> _THE REQUEST_
Please give the entries again in full and exactly, without any picture.

> _SUPPLIED RECORDS_
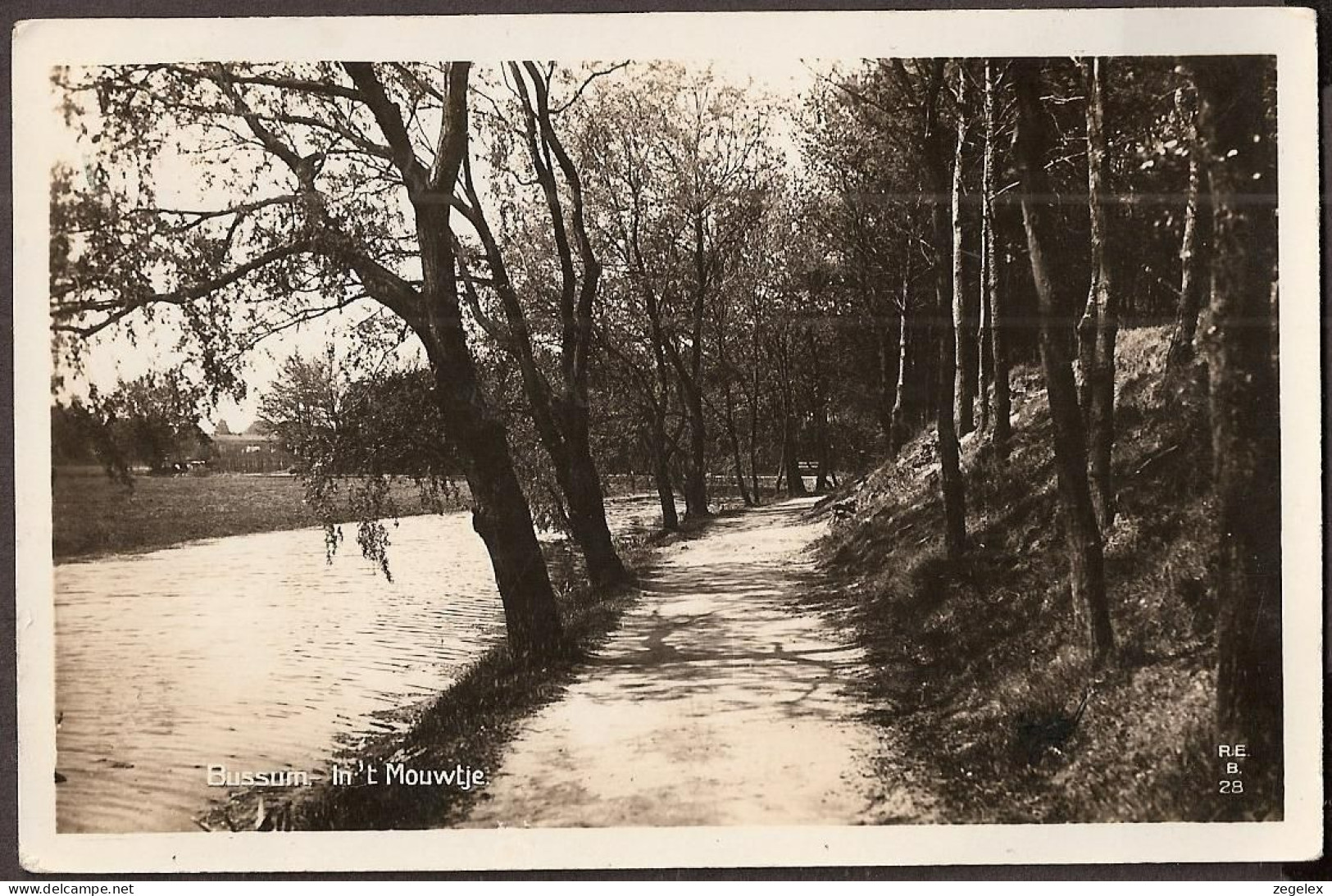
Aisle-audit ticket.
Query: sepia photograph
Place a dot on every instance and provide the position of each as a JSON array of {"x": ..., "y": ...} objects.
[{"x": 602, "y": 441}]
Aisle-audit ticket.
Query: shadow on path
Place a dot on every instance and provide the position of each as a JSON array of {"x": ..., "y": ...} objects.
[{"x": 717, "y": 702}]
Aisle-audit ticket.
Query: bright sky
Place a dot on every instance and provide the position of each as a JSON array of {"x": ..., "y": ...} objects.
[{"x": 112, "y": 357}]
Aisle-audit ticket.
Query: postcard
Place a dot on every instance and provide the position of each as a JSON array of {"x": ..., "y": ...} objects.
[{"x": 667, "y": 439}]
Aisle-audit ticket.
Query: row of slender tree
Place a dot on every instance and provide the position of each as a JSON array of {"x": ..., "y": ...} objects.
[{"x": 641, "y": 268}]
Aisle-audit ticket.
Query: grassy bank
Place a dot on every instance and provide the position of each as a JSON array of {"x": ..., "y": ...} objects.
[
  {"x": 980, "y": 663},
  {"x": 468, "y": 725},
  {"x": 93, "y": 514}
]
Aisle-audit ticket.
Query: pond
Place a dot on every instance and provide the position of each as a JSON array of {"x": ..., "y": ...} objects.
[{"x": 256, "y": 654}]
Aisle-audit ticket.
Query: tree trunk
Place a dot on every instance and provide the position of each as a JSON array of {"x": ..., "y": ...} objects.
[
  {"x": 735, "y": 448},
  {"x": 1086, "y": 561},
  {"x": 899, "y": 407},
  {"x": 889, "y": 384},
  {"x": 500, "y": 510},
  {"x": 581, "y": 484},
  {"x": 1002, "y": 432},
  {"x": 1246, "y": 428},
  {"x": 963, "y": 326},
  {"x": 821, "y": 417},
  {"x": 1101, "y": 375},
  {"x": 661, "y": 475},
  {"x": 696, "y": 471},
  {"x": 790, "y": 453},
  {"x": 1193, "y": 262}
]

> _THE SOLUTION_
Aisle-audit ticket.
Query: sepia photograph
Place a dot on every instance and provide the position of each as a JSON array of {"x": ..., "y": ...} objects.
[{"x": 602, "y": 441}]
Aisle-audit ticket.
Query: shadow on path
Place a dot on every instance and provide the position of each as a JSON array of {"x": ..., "y": ...} objects.
[{"x": 717, "y": 702}]
Aisle-audit ticket.
Query: bright sky
Place a dot on every instance and provide the position of each as a JSON array of {"x": ..., "y": ...} objects.
[{"x": 112, "y": 357}]
Aisle-audit ticket.
Query: postcard
Place a dot on every instance and provide the position of each as a JSON array of {"x": ..., "y": ...} objects.
[{"x": 667, "y": 439}]
Aisle-audit ticket.
Query: row of slender tree
Place a dot on every instance and provide the position of each as a JSON array of {"x": ..., "y": ...} objects.
[{"x": 641, "y": 268}]
Aisle-audit ticket.
Query: grassy bank
Place a dot on every instance and provide the position of each as a JSON array of {"x": ..., "y": ...} objects.
[
  {"x": 980, "y": 663},
  {"x": 468, "y": 725},
  {"x": 93, "y": 514}
]
Aisle-audit ticket.
Query: pond
Place a dot on every instance and provide the position of each as a JSON array of {"x": ..., "y": ...} objects.
[{"x": 256, "y": 654}]
Aisle-audit ticket.
Query: tree trunk
Place a dot on every instance and provide the position of each as a JSON array of {"x": ..., "y": ...} objects.
[
  {"x": 735, "y": 448},
  {"x": 1086, "y": 561},
  {"x": 899, "y": 407},
  {"x": 889, "y": 384},
  {"x": 500, "y": 510},
  {"x": 581, "y": 484},
  {"x": 1002, "y": 432},
  {"x": 1246, "y": 428},
  {"x": 963, "y": 326},
  {"x": 821, "y": 417},
  {"x": 1101, "y": 375},
  {"x": 661, "y": 475},
  {"x": 696, "y": 471},
  {"x": 790, "y": 453},
  {"x": 1193, "y": 262}
]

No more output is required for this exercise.